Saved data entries
'''

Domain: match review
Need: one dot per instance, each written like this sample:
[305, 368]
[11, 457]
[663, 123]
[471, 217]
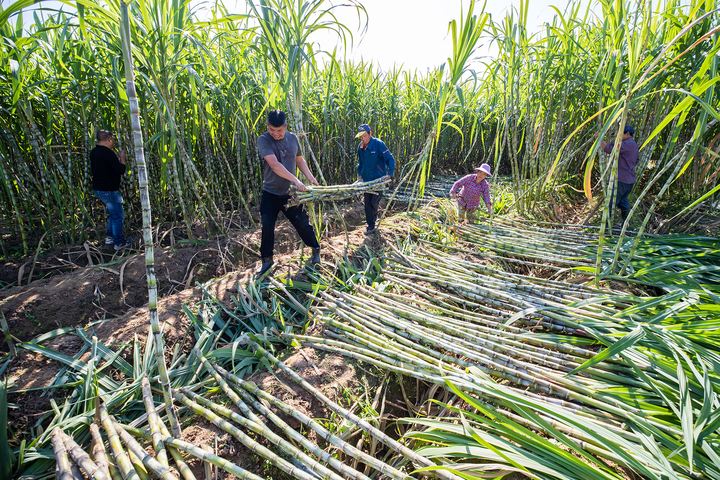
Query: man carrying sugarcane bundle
[282, 157]
[374, 161]
[469, 190]
[107, 169]
[627, 160]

'''

▸ Instructions to follow
Reproduce every line precisely as given, omitting all pictures.

▸ Solution
Domain: match review
Need: one dot per instance, each written like this sample:
[305, 368]
[11, 457]
[663, 123]
[471, 217]
Query: man carrying sugarcane bundle
[282, 157]
[374, 161]
[469, 190]
[107, 169]
[627, 160]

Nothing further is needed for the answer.